— Start of SELECTION —

The Marines in Afghanistan are doing it ‘Their’ way…..

A Marine operation began last month to flush the Taliban out of Marja in central Helmand. Some U.S. officials question whether the operation is the best use of Marine resources.

[ A Marine operation began last month to flush the Taliban out of Marja in central Helmand. Some U.S. officials question whether the operation is the best use of Marine resources. ]

Everyone from the White House down was happy to get the Marines in on the surge in Afghanistan….

Because they are self-contained they were able to deploy to Afghanistan in a hurry and have been the spearhead of the operation to take back the Taliban infested Marja region…..

Everyone is happy right?

Nope…..

Not the Army bosses that have the responsibility of running the war in that country…..

In fact…they have run into a roadblock…..

The Marines…...

Because the Marines have done their own thing..taking everything with them….and operating with mostly their own…..they have put General McChystal in a bit of a jam…..

— End of SELECTION —
— Start of DATA ROWS —

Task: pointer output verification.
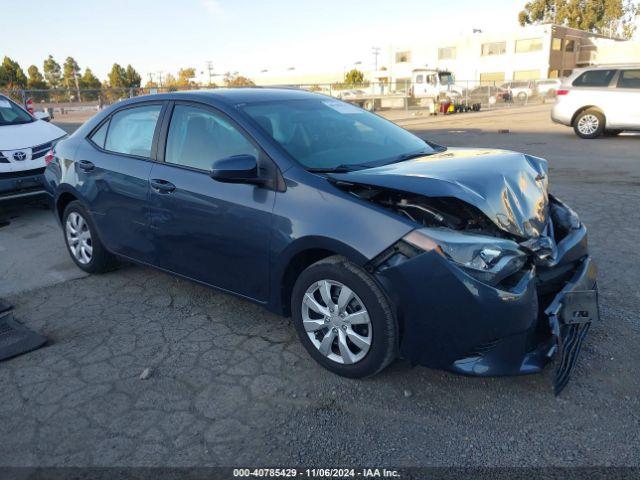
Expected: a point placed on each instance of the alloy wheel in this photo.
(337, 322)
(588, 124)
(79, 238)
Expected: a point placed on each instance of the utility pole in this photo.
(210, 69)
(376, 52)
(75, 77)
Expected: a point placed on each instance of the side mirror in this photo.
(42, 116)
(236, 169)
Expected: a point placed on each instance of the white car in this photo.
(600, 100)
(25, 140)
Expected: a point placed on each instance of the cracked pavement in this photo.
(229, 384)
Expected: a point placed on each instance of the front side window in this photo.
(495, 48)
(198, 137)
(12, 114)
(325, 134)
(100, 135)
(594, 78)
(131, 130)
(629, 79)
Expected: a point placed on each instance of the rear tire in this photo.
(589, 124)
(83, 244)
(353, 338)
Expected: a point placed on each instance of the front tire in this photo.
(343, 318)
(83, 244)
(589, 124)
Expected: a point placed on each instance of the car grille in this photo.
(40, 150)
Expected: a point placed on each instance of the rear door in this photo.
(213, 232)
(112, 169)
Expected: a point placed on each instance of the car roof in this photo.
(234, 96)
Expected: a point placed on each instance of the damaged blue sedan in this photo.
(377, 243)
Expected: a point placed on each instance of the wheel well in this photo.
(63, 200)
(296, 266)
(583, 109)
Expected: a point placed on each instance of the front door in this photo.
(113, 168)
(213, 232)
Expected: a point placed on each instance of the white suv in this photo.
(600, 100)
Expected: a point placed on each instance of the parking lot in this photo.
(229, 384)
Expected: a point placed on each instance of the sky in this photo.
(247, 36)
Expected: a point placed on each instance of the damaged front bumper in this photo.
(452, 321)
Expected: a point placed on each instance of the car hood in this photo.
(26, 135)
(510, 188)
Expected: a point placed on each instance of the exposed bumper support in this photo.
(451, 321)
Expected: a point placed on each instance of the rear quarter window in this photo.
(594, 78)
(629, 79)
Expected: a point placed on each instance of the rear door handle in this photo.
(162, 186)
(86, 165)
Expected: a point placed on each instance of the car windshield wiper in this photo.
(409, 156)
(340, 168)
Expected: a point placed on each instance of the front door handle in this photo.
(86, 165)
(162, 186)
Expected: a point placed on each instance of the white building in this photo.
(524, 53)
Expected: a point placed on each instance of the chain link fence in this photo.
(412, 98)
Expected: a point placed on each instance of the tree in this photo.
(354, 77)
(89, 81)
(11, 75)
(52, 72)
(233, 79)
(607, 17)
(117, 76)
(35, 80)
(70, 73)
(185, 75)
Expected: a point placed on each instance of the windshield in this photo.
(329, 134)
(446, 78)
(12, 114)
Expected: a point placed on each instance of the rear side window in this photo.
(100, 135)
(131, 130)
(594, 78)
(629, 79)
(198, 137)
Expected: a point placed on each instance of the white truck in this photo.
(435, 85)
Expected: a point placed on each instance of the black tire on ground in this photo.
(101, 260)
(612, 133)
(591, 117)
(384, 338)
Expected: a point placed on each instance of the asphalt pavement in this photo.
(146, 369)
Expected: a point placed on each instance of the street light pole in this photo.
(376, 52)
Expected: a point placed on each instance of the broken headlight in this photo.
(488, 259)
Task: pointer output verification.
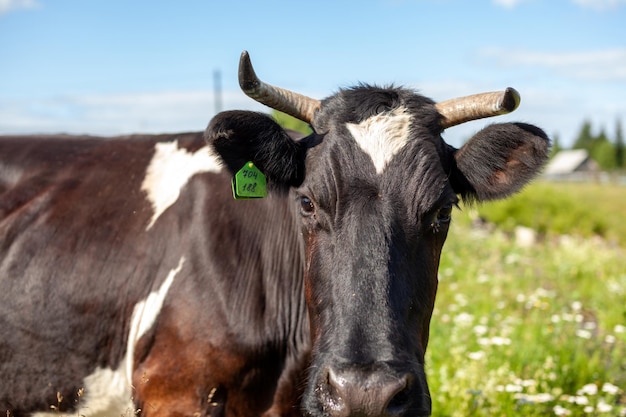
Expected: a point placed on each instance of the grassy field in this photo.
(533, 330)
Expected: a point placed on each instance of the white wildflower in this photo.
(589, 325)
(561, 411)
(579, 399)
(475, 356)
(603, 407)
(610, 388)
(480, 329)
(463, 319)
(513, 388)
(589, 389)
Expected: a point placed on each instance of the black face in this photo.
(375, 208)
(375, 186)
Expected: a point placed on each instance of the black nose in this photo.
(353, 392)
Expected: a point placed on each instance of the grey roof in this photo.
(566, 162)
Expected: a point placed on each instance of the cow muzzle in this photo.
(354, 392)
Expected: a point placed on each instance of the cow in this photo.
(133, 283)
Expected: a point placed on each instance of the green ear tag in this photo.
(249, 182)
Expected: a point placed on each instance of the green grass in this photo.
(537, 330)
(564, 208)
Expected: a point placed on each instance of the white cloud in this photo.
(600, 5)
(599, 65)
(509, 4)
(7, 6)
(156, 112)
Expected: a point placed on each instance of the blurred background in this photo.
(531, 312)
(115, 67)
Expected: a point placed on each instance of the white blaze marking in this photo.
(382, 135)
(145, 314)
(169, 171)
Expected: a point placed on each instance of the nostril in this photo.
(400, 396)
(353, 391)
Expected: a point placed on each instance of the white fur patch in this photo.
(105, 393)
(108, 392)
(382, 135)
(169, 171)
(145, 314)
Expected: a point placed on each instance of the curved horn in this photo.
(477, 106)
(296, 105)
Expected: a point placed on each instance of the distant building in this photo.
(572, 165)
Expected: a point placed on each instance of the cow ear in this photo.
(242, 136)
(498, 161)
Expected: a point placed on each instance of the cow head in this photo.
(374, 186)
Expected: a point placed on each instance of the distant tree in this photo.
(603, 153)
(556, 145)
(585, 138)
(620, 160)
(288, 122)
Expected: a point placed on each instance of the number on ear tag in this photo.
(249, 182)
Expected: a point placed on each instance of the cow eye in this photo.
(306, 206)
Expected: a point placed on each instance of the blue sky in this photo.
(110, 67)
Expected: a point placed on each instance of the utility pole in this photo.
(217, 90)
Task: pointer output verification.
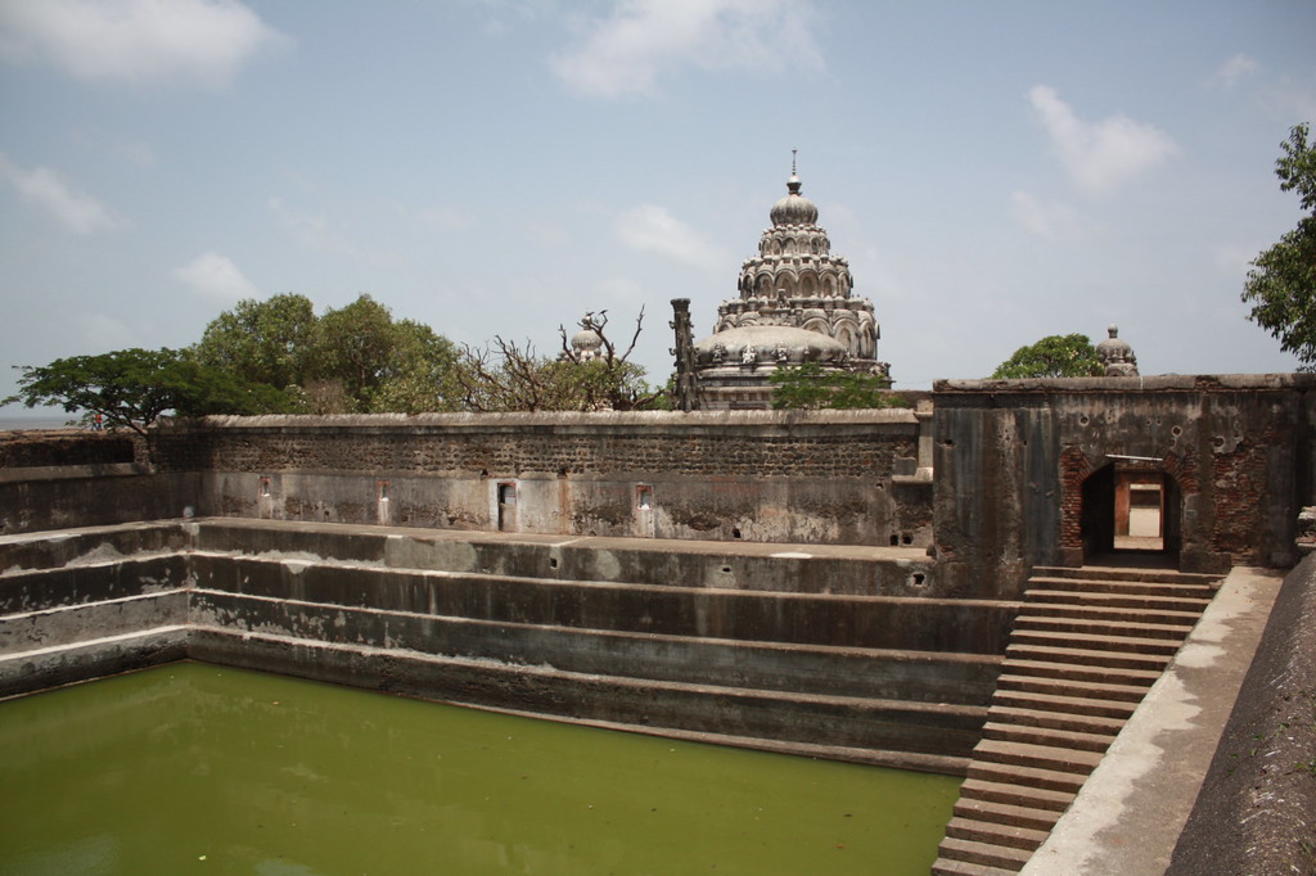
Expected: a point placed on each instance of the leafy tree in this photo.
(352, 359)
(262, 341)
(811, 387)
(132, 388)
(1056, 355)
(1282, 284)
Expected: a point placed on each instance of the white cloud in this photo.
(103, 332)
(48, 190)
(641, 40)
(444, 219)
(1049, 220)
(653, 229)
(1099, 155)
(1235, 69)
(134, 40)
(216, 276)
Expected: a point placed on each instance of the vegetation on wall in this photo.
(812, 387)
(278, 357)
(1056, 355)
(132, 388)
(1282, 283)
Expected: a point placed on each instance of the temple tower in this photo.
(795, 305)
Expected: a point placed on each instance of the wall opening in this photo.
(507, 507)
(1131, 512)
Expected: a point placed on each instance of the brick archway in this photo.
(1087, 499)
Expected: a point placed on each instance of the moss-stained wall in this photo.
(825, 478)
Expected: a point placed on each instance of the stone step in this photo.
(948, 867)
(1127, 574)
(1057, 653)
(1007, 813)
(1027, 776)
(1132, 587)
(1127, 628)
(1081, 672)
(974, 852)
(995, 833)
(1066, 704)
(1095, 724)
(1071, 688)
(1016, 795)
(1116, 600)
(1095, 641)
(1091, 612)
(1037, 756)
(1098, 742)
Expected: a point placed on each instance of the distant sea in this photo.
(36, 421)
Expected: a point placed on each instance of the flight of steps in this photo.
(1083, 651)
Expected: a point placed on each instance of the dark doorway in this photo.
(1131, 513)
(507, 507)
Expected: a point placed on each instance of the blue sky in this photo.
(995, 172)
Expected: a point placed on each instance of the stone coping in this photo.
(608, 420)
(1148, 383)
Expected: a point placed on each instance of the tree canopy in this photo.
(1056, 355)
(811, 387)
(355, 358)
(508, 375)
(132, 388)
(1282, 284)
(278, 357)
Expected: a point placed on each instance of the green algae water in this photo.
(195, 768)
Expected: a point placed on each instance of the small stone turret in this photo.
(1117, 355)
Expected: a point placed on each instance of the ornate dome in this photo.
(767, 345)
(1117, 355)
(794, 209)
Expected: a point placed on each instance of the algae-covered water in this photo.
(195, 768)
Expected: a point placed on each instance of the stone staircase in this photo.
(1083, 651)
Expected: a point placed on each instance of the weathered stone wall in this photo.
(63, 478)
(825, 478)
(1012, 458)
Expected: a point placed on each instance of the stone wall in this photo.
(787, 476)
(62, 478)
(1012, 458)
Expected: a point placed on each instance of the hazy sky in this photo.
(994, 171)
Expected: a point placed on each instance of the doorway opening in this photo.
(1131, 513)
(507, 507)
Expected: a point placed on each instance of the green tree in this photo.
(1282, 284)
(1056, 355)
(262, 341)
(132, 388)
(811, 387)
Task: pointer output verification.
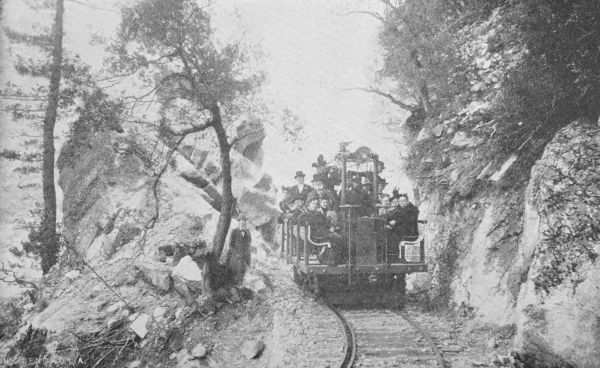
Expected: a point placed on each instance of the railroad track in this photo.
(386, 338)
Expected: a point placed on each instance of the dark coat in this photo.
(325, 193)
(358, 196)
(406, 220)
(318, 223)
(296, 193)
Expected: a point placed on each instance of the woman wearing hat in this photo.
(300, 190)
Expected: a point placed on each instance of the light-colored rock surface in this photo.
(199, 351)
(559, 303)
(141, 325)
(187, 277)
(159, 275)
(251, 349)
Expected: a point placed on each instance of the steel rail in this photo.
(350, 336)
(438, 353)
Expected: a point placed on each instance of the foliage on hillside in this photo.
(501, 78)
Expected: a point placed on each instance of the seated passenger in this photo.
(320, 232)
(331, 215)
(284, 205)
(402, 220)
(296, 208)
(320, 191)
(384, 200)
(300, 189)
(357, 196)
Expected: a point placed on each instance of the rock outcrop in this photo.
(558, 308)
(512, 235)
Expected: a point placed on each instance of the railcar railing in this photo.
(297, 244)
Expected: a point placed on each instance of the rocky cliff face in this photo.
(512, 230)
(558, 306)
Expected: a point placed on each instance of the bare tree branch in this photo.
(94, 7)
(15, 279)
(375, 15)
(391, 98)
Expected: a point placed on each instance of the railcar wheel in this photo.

— End of DATA ROWS —

:: TO BE DONE ::
(a) In the piece about the Marines in Afghanistan, where was the Marine operation that began last month meant to flush out the Taliban?
(b) Pick up the piece about the Marines in Afghanistan from its last line and keep it going.

:: THE RESULTS ::
(a) Marja, in central Helmand.

(b)
He wants to move the Marines around in separate units wherever he needs them and that has not happened….The Marines..(who thru some technical means don’t report up the chain to McChyrstal the theatre commander.. )

So a lot of people are scratching their heads…and  the Marines just keep doing their thing….

Now this story is in the Washington Post…

……so lets see if someone doesn’t get the horn and issues some new orders?

Or do they get the go ahead to continue to do their thing?

Here’s the piece…….

U.S. Marine commanders have a different view of the dusty, desolate landscape that surrounds Delaram. They see controlling this corner of remote Nimruz province as essential to promoting economic development and defending the more populated parts of southern Afghanistan.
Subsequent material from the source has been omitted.